* START Task input *

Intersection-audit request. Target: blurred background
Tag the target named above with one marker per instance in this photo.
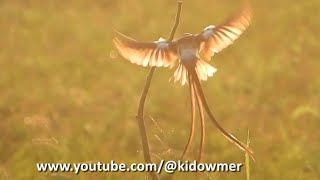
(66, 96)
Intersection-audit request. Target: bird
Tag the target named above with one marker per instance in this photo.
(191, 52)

* END Task input *
* START Task input *

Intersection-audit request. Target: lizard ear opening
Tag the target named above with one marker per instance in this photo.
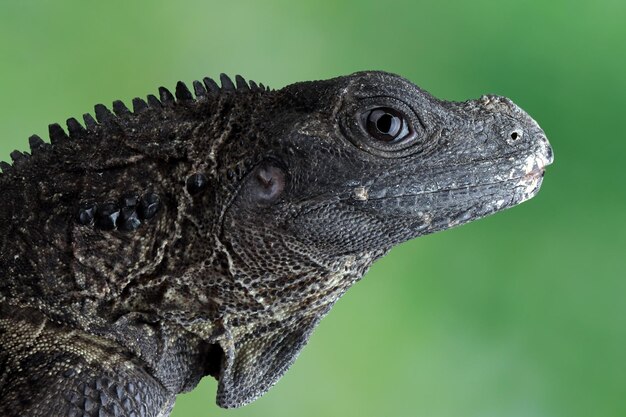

* END Task input *
* START Task input *

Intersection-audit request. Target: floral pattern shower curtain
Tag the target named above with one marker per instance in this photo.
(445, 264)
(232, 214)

* END Task input *

**Exercise objective:** Locate every line in the records above that contains the string "request", and copy each of those lines out in full.

**Result of the task:**
Intersection-audit request. Target: blurred background
Intersection-audit request. Target: bird
Intersection-audit request. Target: lizard ear opening
Intersection-audit request. Target: floral pattern shower curtain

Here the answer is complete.